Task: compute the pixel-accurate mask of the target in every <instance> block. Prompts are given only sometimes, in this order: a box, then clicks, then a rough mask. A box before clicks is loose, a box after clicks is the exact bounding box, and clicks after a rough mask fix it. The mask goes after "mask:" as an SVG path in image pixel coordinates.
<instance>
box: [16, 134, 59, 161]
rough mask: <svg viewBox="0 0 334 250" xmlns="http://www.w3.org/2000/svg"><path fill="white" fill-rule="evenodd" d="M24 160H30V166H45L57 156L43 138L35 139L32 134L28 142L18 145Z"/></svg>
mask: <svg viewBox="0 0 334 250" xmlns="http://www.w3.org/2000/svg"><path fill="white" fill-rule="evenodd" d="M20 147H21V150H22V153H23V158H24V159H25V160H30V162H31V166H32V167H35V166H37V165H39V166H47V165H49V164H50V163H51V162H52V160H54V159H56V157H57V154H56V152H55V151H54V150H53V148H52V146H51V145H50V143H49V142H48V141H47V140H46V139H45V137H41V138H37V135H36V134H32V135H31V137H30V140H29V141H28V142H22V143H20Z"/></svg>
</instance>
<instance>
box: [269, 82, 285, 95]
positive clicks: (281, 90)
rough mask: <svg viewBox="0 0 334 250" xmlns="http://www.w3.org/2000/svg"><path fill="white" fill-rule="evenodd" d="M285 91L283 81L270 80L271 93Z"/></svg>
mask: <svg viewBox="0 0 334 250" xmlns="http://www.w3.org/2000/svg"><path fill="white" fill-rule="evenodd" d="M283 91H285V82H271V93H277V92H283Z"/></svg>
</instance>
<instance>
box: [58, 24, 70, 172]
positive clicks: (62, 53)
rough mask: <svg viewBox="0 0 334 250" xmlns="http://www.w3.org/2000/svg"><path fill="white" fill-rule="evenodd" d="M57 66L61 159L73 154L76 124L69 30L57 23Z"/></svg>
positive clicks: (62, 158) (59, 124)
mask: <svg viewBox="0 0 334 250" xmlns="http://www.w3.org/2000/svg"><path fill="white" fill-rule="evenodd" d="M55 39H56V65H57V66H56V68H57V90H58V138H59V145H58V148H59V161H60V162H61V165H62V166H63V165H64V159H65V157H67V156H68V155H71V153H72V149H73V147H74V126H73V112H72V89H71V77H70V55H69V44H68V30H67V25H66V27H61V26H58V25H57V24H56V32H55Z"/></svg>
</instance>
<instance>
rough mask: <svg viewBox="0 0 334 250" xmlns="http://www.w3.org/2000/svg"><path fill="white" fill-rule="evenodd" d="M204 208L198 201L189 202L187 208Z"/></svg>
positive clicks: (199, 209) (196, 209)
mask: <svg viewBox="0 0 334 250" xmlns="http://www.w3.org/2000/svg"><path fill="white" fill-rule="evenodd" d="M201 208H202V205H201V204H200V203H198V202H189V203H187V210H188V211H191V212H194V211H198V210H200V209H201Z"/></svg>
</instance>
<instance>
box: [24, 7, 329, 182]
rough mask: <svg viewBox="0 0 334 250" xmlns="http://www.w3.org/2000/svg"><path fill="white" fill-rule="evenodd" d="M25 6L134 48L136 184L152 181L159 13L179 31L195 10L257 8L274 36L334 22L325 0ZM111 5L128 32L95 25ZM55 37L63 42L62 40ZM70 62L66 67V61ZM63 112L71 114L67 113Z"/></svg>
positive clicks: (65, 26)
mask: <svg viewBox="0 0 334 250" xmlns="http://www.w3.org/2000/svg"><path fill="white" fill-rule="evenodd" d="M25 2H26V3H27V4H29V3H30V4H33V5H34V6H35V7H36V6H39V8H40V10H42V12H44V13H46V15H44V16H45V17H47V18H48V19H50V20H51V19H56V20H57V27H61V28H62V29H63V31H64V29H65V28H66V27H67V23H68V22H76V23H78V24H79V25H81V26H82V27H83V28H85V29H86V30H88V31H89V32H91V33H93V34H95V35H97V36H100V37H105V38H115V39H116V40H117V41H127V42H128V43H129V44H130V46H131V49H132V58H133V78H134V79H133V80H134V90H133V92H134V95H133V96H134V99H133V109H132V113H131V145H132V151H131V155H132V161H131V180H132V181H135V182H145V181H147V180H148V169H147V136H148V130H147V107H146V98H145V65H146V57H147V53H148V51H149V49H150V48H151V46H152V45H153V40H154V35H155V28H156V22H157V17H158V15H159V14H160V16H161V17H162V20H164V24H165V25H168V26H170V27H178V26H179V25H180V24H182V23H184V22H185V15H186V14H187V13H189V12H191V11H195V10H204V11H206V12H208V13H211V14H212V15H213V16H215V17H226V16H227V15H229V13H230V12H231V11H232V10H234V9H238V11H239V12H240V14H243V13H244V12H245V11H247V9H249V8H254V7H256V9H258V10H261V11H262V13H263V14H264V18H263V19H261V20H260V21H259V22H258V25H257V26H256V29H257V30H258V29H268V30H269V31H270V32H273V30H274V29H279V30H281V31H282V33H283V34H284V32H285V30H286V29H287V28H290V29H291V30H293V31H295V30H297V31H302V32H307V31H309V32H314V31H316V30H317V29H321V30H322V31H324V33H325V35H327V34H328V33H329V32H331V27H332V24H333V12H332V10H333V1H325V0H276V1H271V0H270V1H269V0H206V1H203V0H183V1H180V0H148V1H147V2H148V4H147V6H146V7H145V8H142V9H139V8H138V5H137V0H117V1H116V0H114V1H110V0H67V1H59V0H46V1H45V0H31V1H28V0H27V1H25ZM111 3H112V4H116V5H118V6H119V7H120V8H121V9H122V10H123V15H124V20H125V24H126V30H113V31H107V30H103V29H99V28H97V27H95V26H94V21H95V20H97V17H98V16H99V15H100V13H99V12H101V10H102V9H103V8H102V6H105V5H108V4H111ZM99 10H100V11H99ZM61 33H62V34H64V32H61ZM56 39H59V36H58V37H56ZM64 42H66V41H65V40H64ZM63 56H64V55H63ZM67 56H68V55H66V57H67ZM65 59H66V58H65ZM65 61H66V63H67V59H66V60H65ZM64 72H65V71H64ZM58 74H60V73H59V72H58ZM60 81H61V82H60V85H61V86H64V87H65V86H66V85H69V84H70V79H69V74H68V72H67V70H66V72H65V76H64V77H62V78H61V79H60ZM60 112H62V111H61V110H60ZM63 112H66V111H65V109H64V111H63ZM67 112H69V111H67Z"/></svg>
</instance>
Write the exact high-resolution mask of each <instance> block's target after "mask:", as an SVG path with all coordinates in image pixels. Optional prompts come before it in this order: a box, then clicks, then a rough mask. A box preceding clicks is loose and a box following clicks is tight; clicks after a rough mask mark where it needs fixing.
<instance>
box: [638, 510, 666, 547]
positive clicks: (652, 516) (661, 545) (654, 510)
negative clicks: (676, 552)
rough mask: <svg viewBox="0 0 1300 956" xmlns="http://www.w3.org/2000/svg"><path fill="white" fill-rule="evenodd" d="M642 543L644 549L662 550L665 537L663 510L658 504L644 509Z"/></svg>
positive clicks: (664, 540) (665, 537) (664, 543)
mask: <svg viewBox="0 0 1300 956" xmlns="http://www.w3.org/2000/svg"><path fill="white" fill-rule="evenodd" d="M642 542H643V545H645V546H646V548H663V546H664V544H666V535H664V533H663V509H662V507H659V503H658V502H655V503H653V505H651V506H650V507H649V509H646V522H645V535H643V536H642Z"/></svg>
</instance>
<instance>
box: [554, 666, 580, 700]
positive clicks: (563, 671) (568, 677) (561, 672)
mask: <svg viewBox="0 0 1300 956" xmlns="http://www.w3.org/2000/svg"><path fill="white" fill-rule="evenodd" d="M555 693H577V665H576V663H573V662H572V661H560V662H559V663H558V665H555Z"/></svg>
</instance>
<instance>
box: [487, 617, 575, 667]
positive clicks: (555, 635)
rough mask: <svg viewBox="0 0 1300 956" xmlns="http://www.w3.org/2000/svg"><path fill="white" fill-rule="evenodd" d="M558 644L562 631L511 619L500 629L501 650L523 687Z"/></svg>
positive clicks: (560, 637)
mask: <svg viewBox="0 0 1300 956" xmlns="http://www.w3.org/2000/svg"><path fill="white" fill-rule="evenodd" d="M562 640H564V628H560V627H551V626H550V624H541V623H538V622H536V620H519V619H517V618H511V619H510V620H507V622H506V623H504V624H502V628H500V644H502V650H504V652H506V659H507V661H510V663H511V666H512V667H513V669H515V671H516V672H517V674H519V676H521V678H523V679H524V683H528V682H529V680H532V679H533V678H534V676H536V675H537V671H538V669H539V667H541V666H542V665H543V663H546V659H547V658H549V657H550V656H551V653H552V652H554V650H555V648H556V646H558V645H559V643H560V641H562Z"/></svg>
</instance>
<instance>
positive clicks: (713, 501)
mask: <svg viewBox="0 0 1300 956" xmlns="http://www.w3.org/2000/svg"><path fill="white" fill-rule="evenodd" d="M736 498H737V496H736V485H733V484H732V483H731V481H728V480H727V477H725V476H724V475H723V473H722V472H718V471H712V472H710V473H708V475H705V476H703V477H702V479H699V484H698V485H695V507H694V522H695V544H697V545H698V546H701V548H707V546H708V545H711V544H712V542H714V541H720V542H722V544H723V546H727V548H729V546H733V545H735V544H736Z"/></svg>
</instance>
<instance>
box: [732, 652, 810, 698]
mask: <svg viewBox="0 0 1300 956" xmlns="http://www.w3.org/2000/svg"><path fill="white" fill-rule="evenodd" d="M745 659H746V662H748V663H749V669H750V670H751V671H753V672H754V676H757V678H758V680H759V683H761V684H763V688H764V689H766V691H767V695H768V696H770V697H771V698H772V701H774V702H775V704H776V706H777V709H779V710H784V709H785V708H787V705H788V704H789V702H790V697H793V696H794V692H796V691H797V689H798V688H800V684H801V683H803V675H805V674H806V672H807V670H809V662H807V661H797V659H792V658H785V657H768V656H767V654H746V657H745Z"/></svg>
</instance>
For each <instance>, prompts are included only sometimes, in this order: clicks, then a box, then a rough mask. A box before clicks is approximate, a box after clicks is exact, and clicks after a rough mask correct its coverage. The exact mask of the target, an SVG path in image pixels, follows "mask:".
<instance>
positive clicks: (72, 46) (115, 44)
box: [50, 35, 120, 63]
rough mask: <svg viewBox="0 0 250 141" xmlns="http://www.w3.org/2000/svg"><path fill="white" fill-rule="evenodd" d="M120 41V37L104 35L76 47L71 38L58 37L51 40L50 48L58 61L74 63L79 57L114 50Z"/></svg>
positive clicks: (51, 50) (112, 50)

#####

### EXERCISE OBJECTIVE:
Reproduce every line in the records above that contains the word "block".

### RESPONSE TO THIS TASK:
Task: compute the pixel-accurate mask of the target in every <instance> block. Prompts are given only sometimes, in this order: a box, then clicks, then a rough mask. A box before clicks is loose, a box after clicks is the exact bounding box, and clicks after a rough mask fix it. The mask goes after "mask:" as an SVG path in image pixel coordinates.
Write the exact high-resolution mask of each <instance> block's target after "mask:", as an SVG path with all coordinates in image pixels. Optional prompts come before it in this order: a box, then clicks, then a rough mask. A box preceding clicks is loose and a box following clicks is tight; clicks after a rough mask mark where it needs fixing.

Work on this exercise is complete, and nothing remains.